**DATA EXTRACT**
_ _ _ _ _ _ _

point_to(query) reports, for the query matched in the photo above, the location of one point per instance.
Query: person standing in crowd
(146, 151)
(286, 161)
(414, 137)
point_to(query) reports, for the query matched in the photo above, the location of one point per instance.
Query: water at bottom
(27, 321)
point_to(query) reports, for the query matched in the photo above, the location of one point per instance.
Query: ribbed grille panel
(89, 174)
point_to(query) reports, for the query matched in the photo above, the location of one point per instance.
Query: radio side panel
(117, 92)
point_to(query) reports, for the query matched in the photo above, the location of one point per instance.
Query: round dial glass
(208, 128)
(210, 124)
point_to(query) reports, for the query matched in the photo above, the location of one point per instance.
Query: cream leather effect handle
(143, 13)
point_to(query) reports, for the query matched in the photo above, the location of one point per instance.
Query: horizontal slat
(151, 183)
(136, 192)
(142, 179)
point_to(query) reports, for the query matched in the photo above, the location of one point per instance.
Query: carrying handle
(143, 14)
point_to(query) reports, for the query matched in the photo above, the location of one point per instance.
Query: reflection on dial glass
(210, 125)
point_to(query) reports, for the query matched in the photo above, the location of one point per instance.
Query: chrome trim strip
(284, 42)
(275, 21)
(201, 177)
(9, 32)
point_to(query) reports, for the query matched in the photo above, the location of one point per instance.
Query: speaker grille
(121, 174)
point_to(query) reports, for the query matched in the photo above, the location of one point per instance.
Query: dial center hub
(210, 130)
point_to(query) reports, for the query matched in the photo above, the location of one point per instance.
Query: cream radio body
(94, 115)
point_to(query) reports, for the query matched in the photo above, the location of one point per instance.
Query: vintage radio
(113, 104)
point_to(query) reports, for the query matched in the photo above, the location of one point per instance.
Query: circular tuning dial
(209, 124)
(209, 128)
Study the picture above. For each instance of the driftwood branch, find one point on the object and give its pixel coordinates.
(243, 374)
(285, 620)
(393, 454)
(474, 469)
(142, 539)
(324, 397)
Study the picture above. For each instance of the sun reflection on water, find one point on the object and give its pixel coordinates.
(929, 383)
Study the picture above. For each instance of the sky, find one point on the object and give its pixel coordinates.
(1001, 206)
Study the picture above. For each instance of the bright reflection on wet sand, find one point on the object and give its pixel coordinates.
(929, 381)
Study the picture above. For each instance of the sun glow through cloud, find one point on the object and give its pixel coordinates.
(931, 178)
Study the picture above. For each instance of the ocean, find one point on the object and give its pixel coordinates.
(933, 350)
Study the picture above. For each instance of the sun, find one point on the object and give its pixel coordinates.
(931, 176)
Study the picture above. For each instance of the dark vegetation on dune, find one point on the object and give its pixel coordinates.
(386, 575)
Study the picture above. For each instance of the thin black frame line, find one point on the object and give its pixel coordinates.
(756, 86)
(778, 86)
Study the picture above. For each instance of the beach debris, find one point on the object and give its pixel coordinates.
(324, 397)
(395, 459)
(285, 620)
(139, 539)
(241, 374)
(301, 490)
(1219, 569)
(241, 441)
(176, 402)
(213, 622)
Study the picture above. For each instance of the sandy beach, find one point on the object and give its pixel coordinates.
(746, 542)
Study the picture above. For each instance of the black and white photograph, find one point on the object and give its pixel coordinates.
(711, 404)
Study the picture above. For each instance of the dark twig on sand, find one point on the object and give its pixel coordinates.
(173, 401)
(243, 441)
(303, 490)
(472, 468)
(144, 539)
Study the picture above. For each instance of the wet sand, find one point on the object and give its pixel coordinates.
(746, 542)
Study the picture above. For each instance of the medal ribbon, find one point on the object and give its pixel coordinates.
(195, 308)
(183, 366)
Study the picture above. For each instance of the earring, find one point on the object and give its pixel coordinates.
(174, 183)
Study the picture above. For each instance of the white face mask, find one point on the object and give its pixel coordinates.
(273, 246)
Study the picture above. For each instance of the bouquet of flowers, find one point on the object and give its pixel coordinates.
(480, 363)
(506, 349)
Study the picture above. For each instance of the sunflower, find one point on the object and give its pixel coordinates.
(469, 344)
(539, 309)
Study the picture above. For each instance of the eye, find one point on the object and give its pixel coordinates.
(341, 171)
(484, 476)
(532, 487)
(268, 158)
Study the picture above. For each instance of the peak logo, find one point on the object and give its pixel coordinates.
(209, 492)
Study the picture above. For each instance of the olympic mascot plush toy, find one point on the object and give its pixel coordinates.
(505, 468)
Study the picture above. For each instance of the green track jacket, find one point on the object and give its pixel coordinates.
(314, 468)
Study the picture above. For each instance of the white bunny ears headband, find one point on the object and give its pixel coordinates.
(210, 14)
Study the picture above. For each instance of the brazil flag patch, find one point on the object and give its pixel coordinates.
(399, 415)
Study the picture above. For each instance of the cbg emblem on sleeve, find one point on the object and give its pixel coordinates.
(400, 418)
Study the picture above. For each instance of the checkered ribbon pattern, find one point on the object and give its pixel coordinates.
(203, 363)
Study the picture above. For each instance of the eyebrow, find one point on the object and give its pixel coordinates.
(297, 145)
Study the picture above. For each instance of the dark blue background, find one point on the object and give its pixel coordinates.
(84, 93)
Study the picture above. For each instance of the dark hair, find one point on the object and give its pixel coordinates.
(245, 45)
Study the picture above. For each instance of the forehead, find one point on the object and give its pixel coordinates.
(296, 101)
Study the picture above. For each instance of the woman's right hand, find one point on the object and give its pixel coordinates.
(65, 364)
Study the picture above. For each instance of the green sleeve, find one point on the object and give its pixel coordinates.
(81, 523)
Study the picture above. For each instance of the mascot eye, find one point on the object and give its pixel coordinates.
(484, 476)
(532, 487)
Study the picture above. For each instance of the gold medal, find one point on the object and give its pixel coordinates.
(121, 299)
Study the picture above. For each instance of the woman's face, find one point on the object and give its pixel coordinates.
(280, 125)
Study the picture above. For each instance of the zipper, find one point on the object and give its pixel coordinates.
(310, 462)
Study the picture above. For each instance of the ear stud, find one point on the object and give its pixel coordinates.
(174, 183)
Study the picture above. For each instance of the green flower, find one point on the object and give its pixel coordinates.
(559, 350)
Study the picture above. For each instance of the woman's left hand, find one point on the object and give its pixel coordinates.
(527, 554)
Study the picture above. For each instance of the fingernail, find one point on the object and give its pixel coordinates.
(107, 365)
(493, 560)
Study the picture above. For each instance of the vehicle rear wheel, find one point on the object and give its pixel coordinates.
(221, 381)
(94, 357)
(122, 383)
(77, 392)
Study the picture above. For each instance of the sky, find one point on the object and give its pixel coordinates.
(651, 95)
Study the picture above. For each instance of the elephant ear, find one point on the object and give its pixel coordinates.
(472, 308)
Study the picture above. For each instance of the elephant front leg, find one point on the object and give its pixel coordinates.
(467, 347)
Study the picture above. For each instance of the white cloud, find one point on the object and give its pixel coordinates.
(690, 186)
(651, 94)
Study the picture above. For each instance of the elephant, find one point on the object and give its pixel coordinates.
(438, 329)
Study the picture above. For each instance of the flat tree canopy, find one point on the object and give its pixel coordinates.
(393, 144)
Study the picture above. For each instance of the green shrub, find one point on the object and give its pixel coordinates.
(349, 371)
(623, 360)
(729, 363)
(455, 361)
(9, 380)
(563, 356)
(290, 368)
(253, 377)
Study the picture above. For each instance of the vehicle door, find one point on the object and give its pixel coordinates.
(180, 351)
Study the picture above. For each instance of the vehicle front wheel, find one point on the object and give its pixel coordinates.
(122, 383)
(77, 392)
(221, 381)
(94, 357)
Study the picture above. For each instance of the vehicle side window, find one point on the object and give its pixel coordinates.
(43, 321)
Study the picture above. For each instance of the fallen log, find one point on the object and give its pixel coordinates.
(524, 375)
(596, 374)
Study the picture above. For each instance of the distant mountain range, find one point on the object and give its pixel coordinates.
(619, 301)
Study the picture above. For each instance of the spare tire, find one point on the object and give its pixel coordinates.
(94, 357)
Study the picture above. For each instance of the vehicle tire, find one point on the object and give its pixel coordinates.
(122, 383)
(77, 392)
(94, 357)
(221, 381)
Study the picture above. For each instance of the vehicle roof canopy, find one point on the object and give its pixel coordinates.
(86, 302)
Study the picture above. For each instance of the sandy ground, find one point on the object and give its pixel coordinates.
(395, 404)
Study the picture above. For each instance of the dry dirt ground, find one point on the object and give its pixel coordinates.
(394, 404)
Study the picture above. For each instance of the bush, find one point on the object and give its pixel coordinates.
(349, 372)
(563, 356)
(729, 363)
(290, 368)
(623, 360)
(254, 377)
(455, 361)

_ _ _ _ _ _ _

**PROBLEM DESCRIPTION**
Nothing but the lines from the one that contains "Study the picture above. For each instance of the dry" through the end of the listing above should be copied, each exactly as written.

**EXERCISE ANSWER**
Study the picture above. For each instance of the dry dirt ground, find one point on the object and give its pixel coordinates.
(394, 404)
Study the picture above. For each instance of the bush, find one point on the object and give its pixel coordinates.
(349, 372)
(563, 356)
(729, 363)
(290, 368)
(623, 360)
(254, 377)
(455, 361)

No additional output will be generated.